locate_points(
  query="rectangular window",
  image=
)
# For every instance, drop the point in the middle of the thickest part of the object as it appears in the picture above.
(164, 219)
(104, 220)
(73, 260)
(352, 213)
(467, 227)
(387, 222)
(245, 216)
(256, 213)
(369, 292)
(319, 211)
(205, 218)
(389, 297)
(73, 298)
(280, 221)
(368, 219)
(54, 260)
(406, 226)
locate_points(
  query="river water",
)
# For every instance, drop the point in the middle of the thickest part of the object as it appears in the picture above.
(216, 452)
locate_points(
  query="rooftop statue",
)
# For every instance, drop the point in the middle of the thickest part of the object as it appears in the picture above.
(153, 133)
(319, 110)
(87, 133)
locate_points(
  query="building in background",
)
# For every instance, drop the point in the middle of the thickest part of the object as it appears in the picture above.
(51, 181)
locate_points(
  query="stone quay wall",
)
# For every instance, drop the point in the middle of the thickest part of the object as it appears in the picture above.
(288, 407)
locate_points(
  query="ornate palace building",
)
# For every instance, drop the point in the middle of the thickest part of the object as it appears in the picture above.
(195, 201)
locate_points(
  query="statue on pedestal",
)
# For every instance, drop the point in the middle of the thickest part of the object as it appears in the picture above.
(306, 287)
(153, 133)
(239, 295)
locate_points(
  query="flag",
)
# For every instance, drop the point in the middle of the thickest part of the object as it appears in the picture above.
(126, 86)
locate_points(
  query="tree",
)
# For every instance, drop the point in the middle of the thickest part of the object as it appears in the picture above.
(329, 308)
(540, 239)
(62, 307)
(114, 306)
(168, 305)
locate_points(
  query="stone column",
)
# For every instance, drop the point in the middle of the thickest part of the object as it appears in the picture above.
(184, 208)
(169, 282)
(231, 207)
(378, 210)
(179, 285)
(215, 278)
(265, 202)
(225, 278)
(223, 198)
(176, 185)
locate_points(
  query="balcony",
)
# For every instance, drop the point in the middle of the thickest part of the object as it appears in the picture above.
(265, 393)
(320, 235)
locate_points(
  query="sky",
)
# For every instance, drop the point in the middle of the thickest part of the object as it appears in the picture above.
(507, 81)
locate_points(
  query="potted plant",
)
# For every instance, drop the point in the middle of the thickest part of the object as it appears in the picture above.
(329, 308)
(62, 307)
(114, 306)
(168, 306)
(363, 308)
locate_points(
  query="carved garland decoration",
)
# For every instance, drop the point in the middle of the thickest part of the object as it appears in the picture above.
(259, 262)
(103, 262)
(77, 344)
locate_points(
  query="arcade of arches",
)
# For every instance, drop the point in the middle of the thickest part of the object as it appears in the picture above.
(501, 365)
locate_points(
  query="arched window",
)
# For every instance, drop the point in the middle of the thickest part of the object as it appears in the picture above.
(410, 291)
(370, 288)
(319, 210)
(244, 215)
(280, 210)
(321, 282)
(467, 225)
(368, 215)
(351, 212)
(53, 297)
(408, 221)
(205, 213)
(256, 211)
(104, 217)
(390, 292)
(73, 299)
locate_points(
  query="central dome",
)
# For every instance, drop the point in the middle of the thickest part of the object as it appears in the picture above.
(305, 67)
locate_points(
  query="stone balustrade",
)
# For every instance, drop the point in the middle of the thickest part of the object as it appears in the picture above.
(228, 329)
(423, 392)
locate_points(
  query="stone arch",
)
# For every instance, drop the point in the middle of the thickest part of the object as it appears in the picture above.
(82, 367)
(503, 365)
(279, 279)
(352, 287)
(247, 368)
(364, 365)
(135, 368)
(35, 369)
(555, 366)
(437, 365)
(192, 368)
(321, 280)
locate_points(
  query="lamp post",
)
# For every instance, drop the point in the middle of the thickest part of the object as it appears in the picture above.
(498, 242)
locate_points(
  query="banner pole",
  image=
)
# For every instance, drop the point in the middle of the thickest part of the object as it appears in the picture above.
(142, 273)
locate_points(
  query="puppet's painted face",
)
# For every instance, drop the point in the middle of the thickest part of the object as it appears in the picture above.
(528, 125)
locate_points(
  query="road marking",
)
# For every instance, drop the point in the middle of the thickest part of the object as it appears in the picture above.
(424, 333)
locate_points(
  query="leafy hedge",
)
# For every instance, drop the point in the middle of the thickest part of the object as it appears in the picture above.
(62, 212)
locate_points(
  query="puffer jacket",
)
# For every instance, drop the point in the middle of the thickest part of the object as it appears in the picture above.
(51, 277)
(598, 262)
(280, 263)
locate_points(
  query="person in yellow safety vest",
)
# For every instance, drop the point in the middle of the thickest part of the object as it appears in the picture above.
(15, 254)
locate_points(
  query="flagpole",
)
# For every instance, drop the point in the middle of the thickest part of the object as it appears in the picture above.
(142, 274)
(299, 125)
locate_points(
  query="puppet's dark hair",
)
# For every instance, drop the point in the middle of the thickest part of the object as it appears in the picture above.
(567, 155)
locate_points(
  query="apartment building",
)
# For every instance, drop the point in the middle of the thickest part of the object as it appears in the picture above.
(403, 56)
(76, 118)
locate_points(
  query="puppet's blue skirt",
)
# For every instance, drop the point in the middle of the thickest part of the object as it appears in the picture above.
=-=-=-=-=
All records above must be set down exactly, please.

▶ [Reply]
locate_points(
  query="rectangular window",
  image=
)
# For every instance, drop the point in the middle of the thickest part of the object as it appears in the picture above.
(164, 219)
(104, 220)
(73, 260)
(352, 213)
(467, 227)
(387, 222)
(245, 216)
(256, 213)
(369, 292)
(319, 211)
(205, 218)
(389, 297)
(73, 298)
(280, 221)
(368, 219)
(54, 260)
(406, 226)
locate_points(
  query="river water",
)
# For every instance, drop the point in the middle of the thickest part of the object as it appears in the picture above.
(216, 452)
locate_points(
  query="rooftop statue",
)
# For every instance, drop the point in the middle of the thickest part of the object as it appears in the picture above.
(153, 133)
(319, 110)
(87, 133)
locate_points(
  query="building in background",
)
# For every instance, drop the point in the middle of the thickest part of the object as it appears in the picture above.
(51, 181)
locate_points(
  query="stone quay wall",
)
# For every instance, drop the point in the middle of the thickest part of the object as it appears in the picture above.
(288, 407)
locate_points(
  query="ornate palace building",
)
# For every instance, drop the point in the middle of the thickest part of the object as it appears in the picture above.
(195, 201)
locate_points(
  query="statue on pedestal",
)
# For every instance, drop the point in the middle of the thickest part of the object as it appears in the picture above.
(306, 287)
(153, 133)
(239, 295)
locate_points(
  query="flag",
)
# For every instance, drop the point in the middle of the thickest part of the object as it appears in the picture above.
(126, 86)
locate_points(
  query="tree",
)
# For every instance, drop the point in the middle of the thickest part of the object as it appears in the picture above.
(329, 308)
(540, 239)
(62, 307)
(114, 306)
(168, 305)
locate_points(
  query="stone column",
)
# For every instance, drop the point in the middle of the thickest part of the object as it appears in the picture above.
(184, 208)
(169, 282)
(231, 207)
(378, 210)
(179, 285)
(215, 278)
(265, 202)
(225, 278)
(223, 198)
(176, 185)
locate_points(
  query="balcony",
)
# For every instance, drop the point in the middle of the thickest part of the object as it appears in the picture above.
(265, 393)
(320, 235)
locate_points(
  query="sky",
)
# For every instance, drop the point in the middle of the thickest part of the object as it appears in the picture above.
(507, 81)
locate_points(
  query="potted plant",
)
# For every instance, drop the point in the middle of the thickest part of the object as it appears in the picture above.
(329, 308)
(62, 307)
(114, 306)
(168, 306)
(363, 308)
locate_points(
  query="carved garland decoration",
)
# For every instance, drop the point in the middle of the thickest part of the object as it appears in the picture above.
(259, 262)
(103, 262)
(77, 344)
locate_points(
  query="arcade of arches",
)
# For every instance, drop the point in the middle of the thickest part of the object as it appears in the picture above.
(501, 365)
locate_points(
  query="arched window",
)
# For every instance, drop the point in the middle of the thickest part of the object as it appears in the picture above.
(410, 291)
(370, 288)
(319, 210)
(244, 215)
(280, 210)
(321, 282)
(467, 225)
(368, 215)
(351, 212)
(53, 297)
(408, 221)
(205, 213)
(256, 211)
(104, 217)
(390, 292)
(73, 299)
locate_points(
  query="central dome",
)
# For every instance, drop the point in the middle of the thickest part of the object as it appears in the picture above.
(305, 67)
locate_points(
  query="stone balustrade",
)
# For every instance, drop the point in the middle of the thickest part of the object as it appears in the picture above.
(228, 329)
(423, 392)
locate_points(
  query="stone arch",
)
# For every instance, drop the point in the middle of the thickest part of the object as it appears in the picture above.
(82, 367)
(503, 365)
(279, 279)
(352, 287)
(247, 368)
(364, 365)
(135, 368)
(35, 369)
(555, 366)
(437, 365)
(192, 368)
(321, 280)
locate_points(
  query="lamp post",
)
# For every instance, drop the point in the middle of the thickest part of the object as it appears in the picture above.
(498, 242)
locate_points(
  query="banner pole",
  image=
)
# For every instance, drop the point in the middle of the thickest part of the object as it appears in the picture above.
(142, 273)
locate_points(
  query="puppet's painted face",
)
# For every instance, drop the point in the middle of the thickest part of the object as it appears in the picture above.
(528, 125)
locate_points(
  query="road marking",
)
# For every instance, drop the point in the middle of the thickest part of the object as it appears in the picture above.
(424, 333)
locate_points(
  query="leafy hedge",
)
# For every instance, drop the point in the middle of the thickest part of the object as it appears in the picture above.
(62, 212)
locate_points(
  query="puffer jacket",
)
# For every instance, drop the point in the middle of the thickest part of the object as it appears in the picture above.
(51, 277)
(598, 262)
(280, 263)
locate_points(
  query="person in yellow safety vest",
)
# For every instance, drop the point in the middle of the thickest part of the object as it appears in the picture above.
(15, 254)
locate_points(
  query="flagpole",
)
# For every instance, drop the point in the middle of the thickest part of the object as it appears in the picture above.
(142, 274)
(299, 125)
locate_points(
  query="puppet's dark hair",
)
# For every instance, drop the point in the middle of the thickest part of the object as it appears in the picture above.
(567, 155)
locate_points(
  query="apartment building",
)
# For every instance, drop the point in the middle of the thickest part of the object as it appears in the picture above.
(403, 56)
(76, 118)
locate_points(
  query="puppet's blue skirt",
)
# For every instance, drop the point in the middle of the thickest part of the object as it appears in the picture above.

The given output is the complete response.